What the task requires => Rewrite the passage on mining waste, starting at "This article presents" and ending at "and waste processing.", with "useful components" replaced by "valuable components".

Given text =>
· · · · · · ·
This article presents an analysis of the chemical composition and content of useful components in ash and slag mixtures of the Sibay copper smelting plant, dumps and tailings of the Gay, Buribay, Sibay, Uchaly mining and processing plants of pyrite ores in the Southern Urals, as well as tailings of the Ulyuk-Bar gold deposit. The purpose of this study is to determine the presence of possible useful components in them, including Au, Ag, and non-ferrous metals, based on determining the chemical composition of waste from mining and processing plants and tailings, which can be used for their repeated extraction and waste processing.

Structural zones of the Southern Urals and the location of the Ulyuk-Bar gold deposit and mining and processing plants of pyrite-polymetallic ores [43]. Note: 1 – Preuralian foredeep, filled with Permian molasse; 2 – West Uralian zone, with a predominant development of in-tensely folded and westward-thrust Paleozoic shelf and bathyal (passive margin) sedimentary sequences; 3 – Central Uralian zone, with exhumed Precambrian complexes; 4 – Tagil-Magnitogorsk zone with the mostly Paleozoic ocean floor and island arc formations; 5 – East Uralian zone, containing a combination of Precambrian and Paleozoic oceanic and island arc complexes; 6 – Transuralian zone, composed of pre-Carboniferous complexes; 7 – Main Granite Axis; 8 – Мulti-scale tectonic faults: MUF − Маin Uralian Fault, EMF – East Magnitogorsk Fault; 9 – Rivers; 10 – Research objects: 1 – low-sulfide gold-quartz deposit Ulyuk-Bar; 2-5 – mining and processing plants of pyrite-polymetallic ores: 2 – Uchaly, 3 – Sibay; 4 – Buribay; 5 – Gay.
2. MATERIALS AND METHODS
A total of 29 samples were selected from the Ulyuk-Bar dumps and tailings of gold ore deposits (n = 15) (Fig. 1, number 1), mining and processing plants (Gai (n = 2), Buribay (n = 2), Uchaly (n = 2), Sibay (n = 4)) (Fig. 1, numbers 2–5), as well as slag from the Sibay copper smelting plant (n = 4). Samples weighing 0.5 kg were crushed to a fraction of <1 cm, then averaged to weigh ~150 g, which were completely ground to a fraction of ~0.074 mm and analyzed using various methods. The concentrations of petrogenic oxides and rare elements in rocks and veins (SiO2, TiO2, Al2O3, Fetotal or Fe2O3total, MnO, CaO, MgO, Na2O, K2O, Stotal, P2O5, V, Cr, Co, Ni, Cu, Zn, As, Ba, Pb) were determined by X-ray fluorescence analysis using a spectrometer XRF (X-Calibur, Xenemetrix LTD., Migdal HaEmek, Israel) (Ag-anode, 15-50 kV, 60-1000 mA) [42]. Samples (5 g) for analysis were ground together with 5 drops of polyvinyl alcohol, dried at room temperature, and pressed at a pressure of 25 t/cm2. Calibration curves were constructed using state reference materials of iron and polymetallic ores (182-89, 183-89, 184-89, 508-11, 509-11, 2884-84, 3031-84, ОР-1, ОР-2, ОР-3, ОР-4). For Au analysis, 5–10 g powdered (~0.074 mm) samples were calcined together with ammonium nitrate at 450–650°C for 4.5–6 h, followed by acid digestion with hydrochloric acid, a mixture of nitric and hydrofluoric acids, and aqua regia. In order to concentrate and isolate gold from interfering elements, it was extracted with butyl acetate from a hydrochloric acid solution (1/7) at an aqueous-to-organic phase ratio of 10:1. The detection limit while measuring petrogenic oxides and rare elements was 0.01-0.2 wt % and 3-10 ppm, respectively.
· · · · · · ·
Dataset entries =>
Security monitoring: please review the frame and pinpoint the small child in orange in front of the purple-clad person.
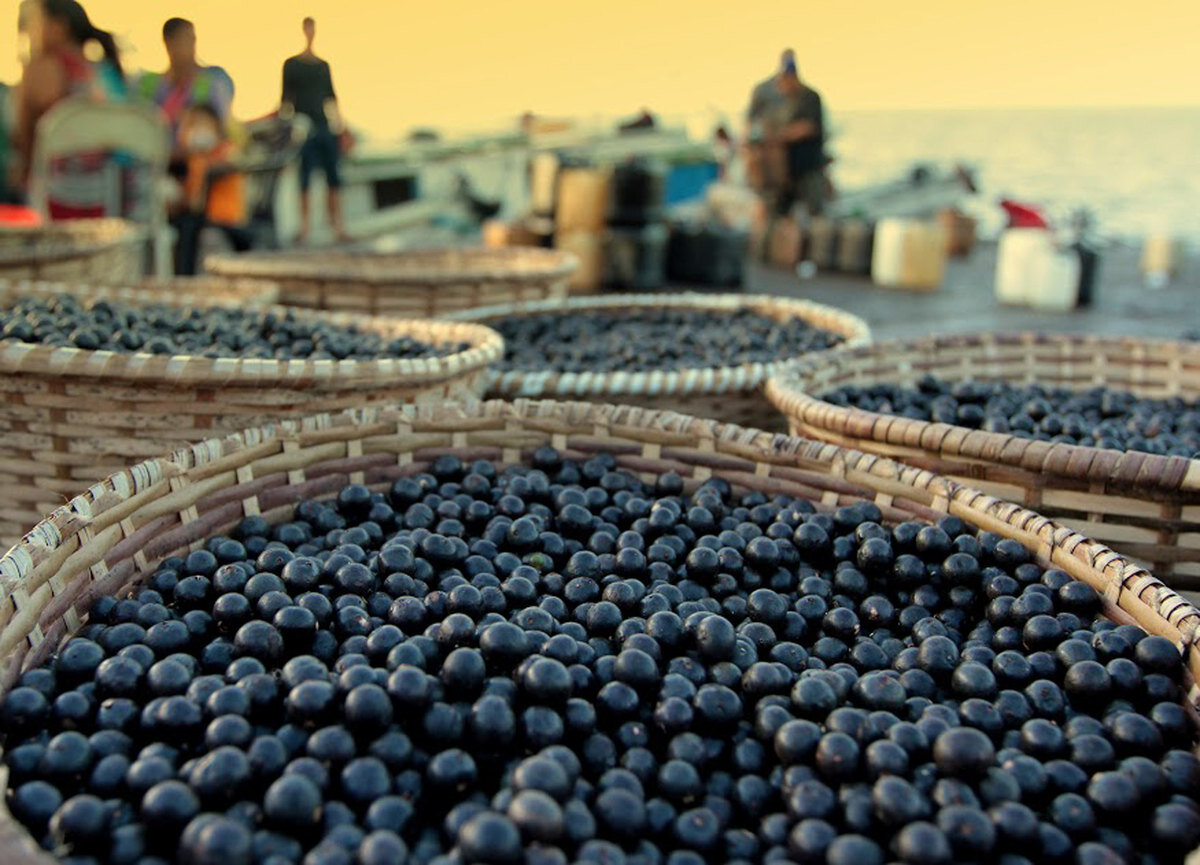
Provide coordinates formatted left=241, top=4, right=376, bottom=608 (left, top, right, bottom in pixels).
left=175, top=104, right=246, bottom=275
· · · · · · ·
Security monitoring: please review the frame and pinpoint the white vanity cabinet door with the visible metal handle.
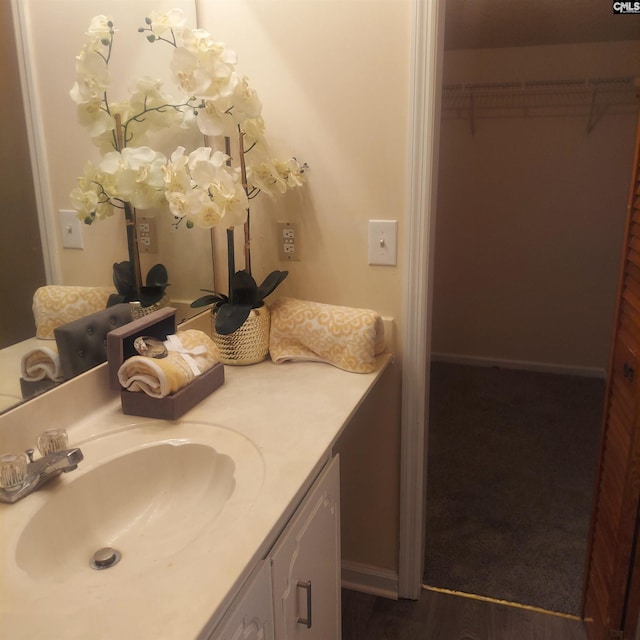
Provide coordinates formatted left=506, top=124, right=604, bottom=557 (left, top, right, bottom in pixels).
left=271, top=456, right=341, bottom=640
· · · · · · ·
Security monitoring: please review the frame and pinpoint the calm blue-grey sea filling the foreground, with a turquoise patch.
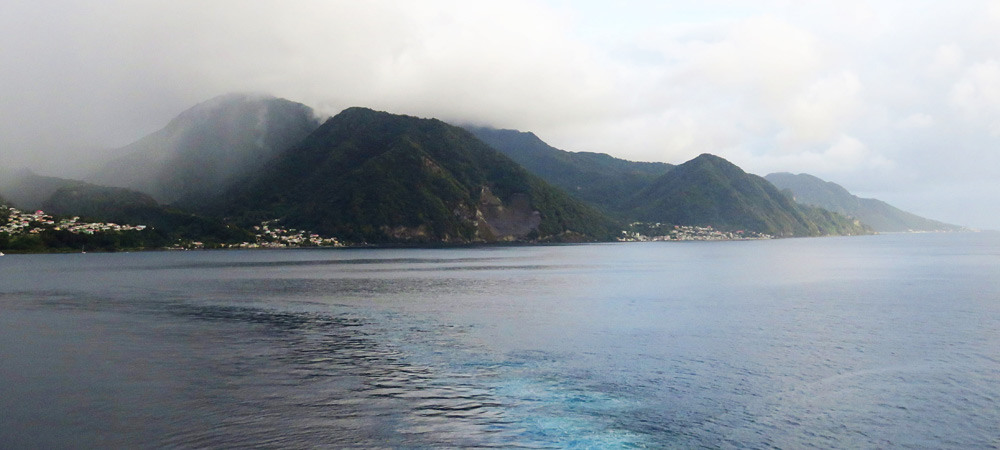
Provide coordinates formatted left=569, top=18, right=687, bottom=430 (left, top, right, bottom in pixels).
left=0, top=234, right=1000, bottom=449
· · · · · · ·
Answer to this task =>
This article presents an analysis of the chemical composition and content of valuable components in ash and slag mixtures of the Sibay copper smelting plant, dumps and tailings of the Gay, Buribay, Sibay, Uchaly mining and processing plants of pyrite ores in the Southern Urals, as well as tailings of the Ulyuk-Bar gold deposit. The purpose of this study is to determine the presence of possible valuable components in them, including Au, Ag, and non-ferrous metals, based on determining the chemical composition of waste from mining and processing plants and tailings, which can be used for their repeated extraction and waste processing.